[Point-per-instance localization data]
+++++

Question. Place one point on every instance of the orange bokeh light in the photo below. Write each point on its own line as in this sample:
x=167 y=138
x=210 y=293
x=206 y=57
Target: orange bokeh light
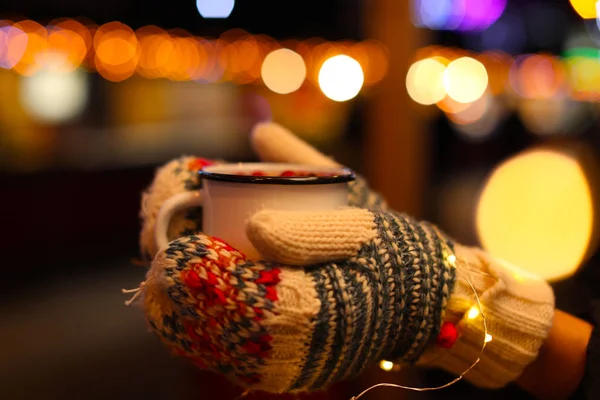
x=37 y=43
x=117 y=51
x=155 y=50
x=538 y=77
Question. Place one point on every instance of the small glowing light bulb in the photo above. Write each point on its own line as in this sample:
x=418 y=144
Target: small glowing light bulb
x=386 y=365
x=473 y=313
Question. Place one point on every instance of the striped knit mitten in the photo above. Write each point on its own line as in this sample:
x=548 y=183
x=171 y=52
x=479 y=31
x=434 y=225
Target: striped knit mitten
x=376 y=285
x=518 y=307
x=271 y=142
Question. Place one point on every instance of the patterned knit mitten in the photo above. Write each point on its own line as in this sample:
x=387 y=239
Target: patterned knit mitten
x=518 y=307
x=271 y=142
x=287 y=329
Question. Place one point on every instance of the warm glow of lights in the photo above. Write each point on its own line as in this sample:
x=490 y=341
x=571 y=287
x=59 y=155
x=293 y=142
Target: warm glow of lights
x=244 y=63
x=156 y=48
x=184 y=58
x=465 y=79
x=68 y=43
x=215 y=8
x=585 y=8
x=318 y=54
x=37 y=43
x=450 y=106
x=473 y=113
x=473 y=313
x=54 y=93
x=373 y=58
x=386 y=365
x=424 y=81
x=536 y=212
x=13 y=43
x=283 y=71
x=341 y=78
x=584 y=77
x=117 y=51
x=537 y=76
x=497 y=65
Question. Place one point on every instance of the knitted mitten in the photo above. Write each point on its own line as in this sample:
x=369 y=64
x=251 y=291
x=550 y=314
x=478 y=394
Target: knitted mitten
x=287 y=329
x=176 y=176
x=271 y=142
x=381 y=285
x=518 y=307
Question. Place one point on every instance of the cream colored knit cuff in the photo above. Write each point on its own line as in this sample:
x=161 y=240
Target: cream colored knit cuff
x=518 y=309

+++++

Description of the task
Which lines run from the one that holds "Target: orange bokeh light" to the final line of the records above? Return them exactly, and skip the pictures.

Written answer
Target: orange bokeh light
x=37 y=43
x=117 y=51
x=155 y=50
x=538 y=77
Question. Place one point on every instance of the small glowing light bulb in the photo above. Write each point on its own line as in this sample:
x=418 y=144
Target: small glowing light bulb
x=386 y=365
x=473 y=313
Question. Place one point on every instance of the striped knit mitten in the photo above. Write each point on its own line as in this sample:
x=548 y=183
x=171 y=52
x=479 y=31
x=434 y=225
Target: striped knit mitten
x=376 y=285
x=518 y=307
x=271 y=142
Question. Place one point on every instance of the patterned knit mitten in the photo above. Write each point on its own line as in this sample:
x=387 y=239
Target: patterned knit mitten
x=518 y=307
x=271 y=142
x=287 y=329
Question. Place one point on every instance of the warm glow of lights in the photo above. Write each point on its own line as in this sample:
x=490 y=341
x=571 y=287
x=59 y=155
x=293 y=142
Target: warm glow of lights
x=244 y=63
x=156 y=48
x=184 y=58
x=465 y=79
x=68 y=43
x=215 y=8
x=585 y=8
x=318 y=54
x=37 y=43
x=450 y=106
x=473 y=113
x=473 y=313
x=54 y=93
x=373 y=58
x=386 y=365
x=424 y=81
x=536 y=212
x=13 y=43
x=283 y=71
x=341 y=78
x=584 y=77
x=117 y=51
x=537 y=76
x=497 y=65
Question. Place one point on every instance of the knitted mitten in the photo above. Write each point on its own line as in this sample:
x=369 y=64
x=251 y=291
x=550 y=314
x=478 y=394
Target: knitted mitten
x=287 y=329
x=176 y=176
x=271 y=142
x=381 y=285
x=518 y=307
Question. Place one point on every instance of the cream colored knit cuff in the photo above. Write each point on its own line as in this sample:
x=161 y=240
Target: cream colored knit cuff
x=518 y=309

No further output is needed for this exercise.